Start of Data excerpts
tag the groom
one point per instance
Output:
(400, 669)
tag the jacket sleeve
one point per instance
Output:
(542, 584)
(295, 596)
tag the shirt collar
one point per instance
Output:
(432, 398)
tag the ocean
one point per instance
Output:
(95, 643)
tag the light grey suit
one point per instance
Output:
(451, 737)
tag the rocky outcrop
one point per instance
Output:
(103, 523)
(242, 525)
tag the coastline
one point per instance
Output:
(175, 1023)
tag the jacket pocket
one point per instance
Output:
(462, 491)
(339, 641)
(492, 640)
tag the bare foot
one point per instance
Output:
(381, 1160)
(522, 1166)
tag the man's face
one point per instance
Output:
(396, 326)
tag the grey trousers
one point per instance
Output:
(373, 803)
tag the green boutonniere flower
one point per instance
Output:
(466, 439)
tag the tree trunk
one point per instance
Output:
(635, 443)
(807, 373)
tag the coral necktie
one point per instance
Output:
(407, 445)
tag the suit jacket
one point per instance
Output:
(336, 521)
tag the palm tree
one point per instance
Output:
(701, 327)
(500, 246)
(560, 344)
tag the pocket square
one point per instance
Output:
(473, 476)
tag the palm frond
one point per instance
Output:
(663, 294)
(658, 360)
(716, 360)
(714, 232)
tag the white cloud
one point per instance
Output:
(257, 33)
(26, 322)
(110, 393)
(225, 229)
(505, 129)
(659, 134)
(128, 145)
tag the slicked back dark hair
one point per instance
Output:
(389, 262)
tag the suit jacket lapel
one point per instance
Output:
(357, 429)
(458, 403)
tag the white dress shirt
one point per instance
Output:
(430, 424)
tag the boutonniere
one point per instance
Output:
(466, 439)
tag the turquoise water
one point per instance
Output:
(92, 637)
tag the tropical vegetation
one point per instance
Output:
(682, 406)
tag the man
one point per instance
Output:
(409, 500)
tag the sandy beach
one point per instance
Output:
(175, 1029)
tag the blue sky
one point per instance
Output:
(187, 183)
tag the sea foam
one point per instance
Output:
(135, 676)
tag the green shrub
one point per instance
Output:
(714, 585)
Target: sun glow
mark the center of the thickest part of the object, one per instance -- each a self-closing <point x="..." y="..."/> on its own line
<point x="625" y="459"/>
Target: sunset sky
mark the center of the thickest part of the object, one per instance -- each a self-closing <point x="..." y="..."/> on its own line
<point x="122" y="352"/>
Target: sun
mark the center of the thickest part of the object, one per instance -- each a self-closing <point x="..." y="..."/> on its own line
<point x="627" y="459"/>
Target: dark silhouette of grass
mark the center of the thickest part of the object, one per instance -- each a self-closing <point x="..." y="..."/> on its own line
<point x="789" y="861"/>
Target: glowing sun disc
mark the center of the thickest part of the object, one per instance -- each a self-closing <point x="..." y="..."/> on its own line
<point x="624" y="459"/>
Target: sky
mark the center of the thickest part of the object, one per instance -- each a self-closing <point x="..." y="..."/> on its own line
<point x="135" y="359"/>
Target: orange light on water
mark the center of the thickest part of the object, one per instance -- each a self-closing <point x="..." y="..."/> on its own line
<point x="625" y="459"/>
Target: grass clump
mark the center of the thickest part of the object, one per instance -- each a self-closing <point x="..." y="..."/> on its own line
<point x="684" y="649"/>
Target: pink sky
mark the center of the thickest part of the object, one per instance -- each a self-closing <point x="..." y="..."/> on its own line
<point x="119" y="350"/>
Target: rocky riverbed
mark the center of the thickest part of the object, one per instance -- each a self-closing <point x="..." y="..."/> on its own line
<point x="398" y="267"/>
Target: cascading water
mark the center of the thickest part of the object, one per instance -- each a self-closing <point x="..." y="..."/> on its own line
End of Data excerpts
* _What is asked_
Rewrite all of the data above, substituting "one point for each instance" for every "one point per instance" and leaving everything else unchanged.

* _Written response_
tag the groom
one point for each instance
Output:
(400, 669)
tag the jacket sleeve
one point for each instance
Output:
(542, 584)
(295, 596)
tag the shirt collar
one point for each instance
Output:
(432, 398)
tag the ocean
one point for each instance
Output:
(95, 643)
tag the light grey suit
one point for each instance
Output:
(451, 737)
tag the rocky outcrop
one point for each instance
Output:
(103, 523)
(242, 525)
tag the coastline
one point for each instance
Output:
(175, 1023)
tag the jacket pocket
one point for each instance
Output:
(462, 491)
(339, 641)
(492, 640)
tag the bare foot
one point for each instance
Output:
(381, 1160)
(522, 1166)
tag the man's face
one point for each instance
Output:
(396, 326)
tag the grey trousers
one point for each instance
Output:
(373, 803)
tag the green boutonniere flower
one point for each instance
Output:
(466, 439)
tag the tree trunk
one point for each instance
Output:
(635, 443)
(807, 373)
tag the coral necktie
one point for each instance
Output:
(407, 445)
tag the suit jacket
one point for each instance
Output:
(336, 521)
tag the palm tree
one point for each instance
Output:
(701, 327)
(500, 246)
(560, 344)
tag the pocket square
one point for each instance
Output:
(473, 476)
tag the palm frond
one point for each instance
Output:
(663, 294)
(658, 360)
(716, 360)
(714, 232)
tag the white cloud
one point for each instance
Output:
(257, 33)
(26, 322)
(110, 393)
(225, 229)
(505, 129)
(659, 134)
(128, 145)
tag the slicked back dark hair
one point for each instance
Output:
(389, 262)
tag the suit jacket lapel
one point for each instance
Output:
(357, 429)
(458, 403)
tag the white dress shirt
one point for each instance
Output:
(430, 424)
tag the boutonniere
one point for each instance
Output:
(466, 439)
tag the turquoise water
one point for each instance
Output:
(92, 637)
tag the tropical vegetation
one point for each instance
Output:
(682, 406)
tag the man
one point for each instance
Output:
(409, 500)
tag the sandy beach
one point for each instance
Output:
(175, 1029)
tag the blue sky
one point for each instance
Output:
(187, 183)
tag the sea foam
one point for each instance
Output:
(135, 676)
tag the green shrub
one point for each instance
Output:
(714, 585)
Target: sun glow
mark the center of the thickest part of the object, one per instance -- each a self-closing <point x="..." y="..."/> on its own line
<point x="625" y="459"/>
Target: sunset sky
mark the center of the thickest part of the object, one per instance -- each a self-closing <point x="..." y="..."/> on its own line
<point x="122" y="352"/>
Target: sun
mark the center of the thickest part of the object, one per instance -- each a self-closing <point x="..." y="..."/> on its own line
<point x="627" y="459"/>
Target: dark silhouette of grass
mark the center of the thickest part of the object, one per instance -- each a self-closing <point x="..." y="..."/> on its own line
<point x="789" y="861"/>
Target: glowing sun disc
mark the center of the thickest part of the object, one per instance -- each a self-closing <point x="..." y="..."/> on its own line
<point x="624" y="459"/>
Target: sky
mark the center of the thickest part of the object, one per instance -- each a self-closing <point x="..." y="..."/> on its own line
<point x="135" y="359"/>
Target: orange light on water
mark the center of the thickest part of the object, one per instance -- each a self-closing <point x="..." y="..."/> on its own line
<point x="625" y="459"/>
Target: grass clump
mark the center of the thickest part of the object, one per instance -- each a self-closing <point x="..." y="..."/> on its own line
<point x="684" y="649"/>
Target: pink sky
mark the center of the thickest part of the object, one per instance -- each a self-closing <point x="..." y="..."/> on its own line
<point x="119" y="350"/>
Target: rocky riverbed
mark the center of the thickest part of the object, one per instance -- each a self-closing <point x="..." y="..."/> on its own line
<point x="398" y="267"/>
Target: cascading water
mark the center of the thickest part of the object, one per instance -- each a self-closing <point x="..." y="..."/> on its own line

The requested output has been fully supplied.